- Problem to work on -
Rewrite the lines between the one holding "for the sky" and the one holding "[38,7,55,16]", inclusive, swapping "find" for "locate" and leaving everything else unchanged.

- Data shown -
::::::::

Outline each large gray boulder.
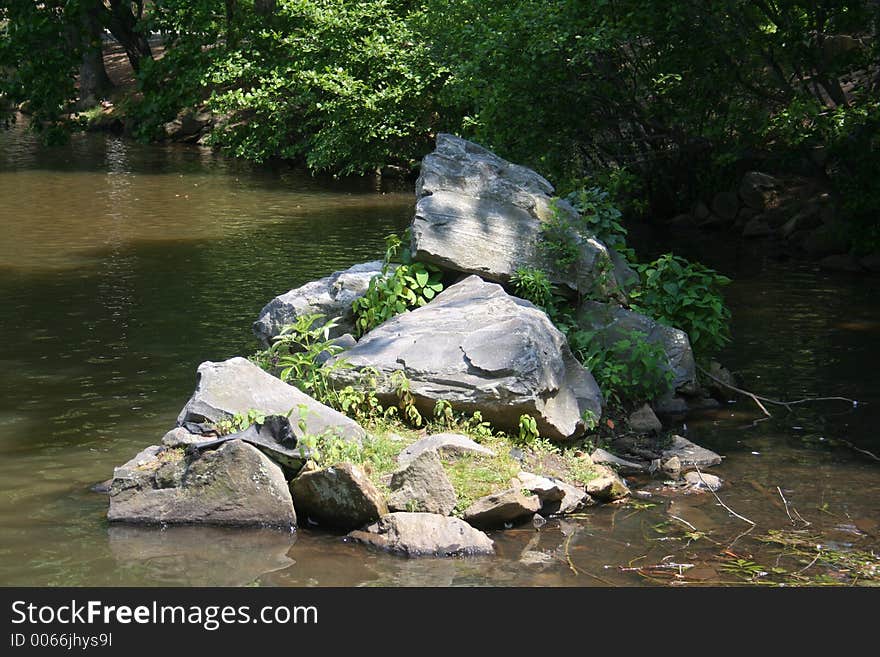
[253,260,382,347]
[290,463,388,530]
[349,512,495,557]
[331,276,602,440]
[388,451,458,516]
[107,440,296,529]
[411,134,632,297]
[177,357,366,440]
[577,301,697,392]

::::::::

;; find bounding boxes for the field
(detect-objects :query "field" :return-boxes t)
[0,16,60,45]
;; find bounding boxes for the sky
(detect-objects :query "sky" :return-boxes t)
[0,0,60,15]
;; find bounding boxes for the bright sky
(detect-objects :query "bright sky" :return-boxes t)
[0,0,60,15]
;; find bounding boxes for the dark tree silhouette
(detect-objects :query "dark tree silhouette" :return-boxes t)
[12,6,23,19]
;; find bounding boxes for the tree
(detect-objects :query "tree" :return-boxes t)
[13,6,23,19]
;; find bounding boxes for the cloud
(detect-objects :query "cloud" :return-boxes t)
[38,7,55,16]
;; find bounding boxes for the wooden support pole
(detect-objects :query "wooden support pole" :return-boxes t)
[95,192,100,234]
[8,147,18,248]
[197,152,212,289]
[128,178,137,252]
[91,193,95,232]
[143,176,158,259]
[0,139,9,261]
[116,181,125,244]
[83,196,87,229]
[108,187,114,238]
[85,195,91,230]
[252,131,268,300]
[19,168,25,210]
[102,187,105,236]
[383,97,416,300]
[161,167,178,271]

::::::::

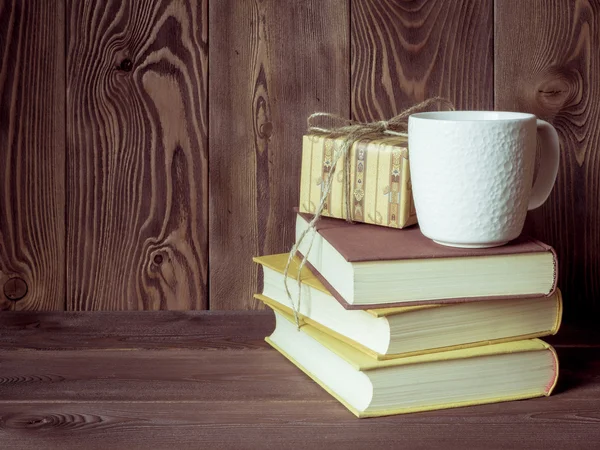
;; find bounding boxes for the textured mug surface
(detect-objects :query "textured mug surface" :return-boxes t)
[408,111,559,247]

::::::::

- Response below -
;; locate bounding boxes for the sky
(detect-objects :query "sky" :return-boxes t)
[0,0,60,15]
;; locate bounding boxes for the bright sky
(detect-objects :query "bright sky" :return-boxes t)
[0,0,60,15]
;; locate bounding boxes for the dark tree silhouette
(detect-objects :query "dark tree silhouette" :return-boxes t)
[12,6,23,19]
;; locate bounding boxes for the tree
(detect-objects :query "tree" :return-boxes t)
[13,6,23,19]
;; locate bounding boxes for the cloud
(detect-objects :query "cloud" :return-boxes t)
[38,7,55,16]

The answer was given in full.